┌─ The input
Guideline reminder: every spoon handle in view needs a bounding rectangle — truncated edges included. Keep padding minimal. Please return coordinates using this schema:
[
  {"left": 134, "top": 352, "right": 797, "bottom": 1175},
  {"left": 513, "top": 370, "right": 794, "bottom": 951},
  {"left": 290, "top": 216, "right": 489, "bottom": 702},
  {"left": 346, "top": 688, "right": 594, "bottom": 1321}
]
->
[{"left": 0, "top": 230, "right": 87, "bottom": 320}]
└─
┌─ The input
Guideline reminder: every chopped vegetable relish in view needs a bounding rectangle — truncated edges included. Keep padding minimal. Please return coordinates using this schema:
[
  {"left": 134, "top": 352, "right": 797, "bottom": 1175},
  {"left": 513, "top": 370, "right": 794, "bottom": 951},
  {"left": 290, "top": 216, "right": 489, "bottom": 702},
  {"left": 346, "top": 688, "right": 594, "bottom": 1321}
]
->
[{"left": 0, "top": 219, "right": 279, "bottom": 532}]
└─
┌─ The input
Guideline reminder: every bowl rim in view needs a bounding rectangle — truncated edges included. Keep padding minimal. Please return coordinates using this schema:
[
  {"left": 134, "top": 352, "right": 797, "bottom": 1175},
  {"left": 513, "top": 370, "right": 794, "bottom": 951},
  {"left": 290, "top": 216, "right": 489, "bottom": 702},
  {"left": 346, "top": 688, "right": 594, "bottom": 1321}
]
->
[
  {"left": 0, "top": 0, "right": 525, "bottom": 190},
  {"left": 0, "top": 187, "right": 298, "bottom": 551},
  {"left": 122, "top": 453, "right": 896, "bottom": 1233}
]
└─
Problem details:
Pick out each line of the data above that contains the word "view" and copy those lines out in full. Case counts.

Answer for this exercise:
Guideline reminder: every spoon handle in view needs a bounding rectangle — truncated edges included. Keep padding minimal. Please return coordinates using this schema:
Guideline reminder: every chopped vegetable relish in view needs a bounding rectangle — truncated edges included. Keep padding minimal. Please return coordinates using this schema:
Guideline reminder: every bowl rim in view needs a bounding rectangle — truncated edges included. Keep padding minimal. Please return coordinates using this schema:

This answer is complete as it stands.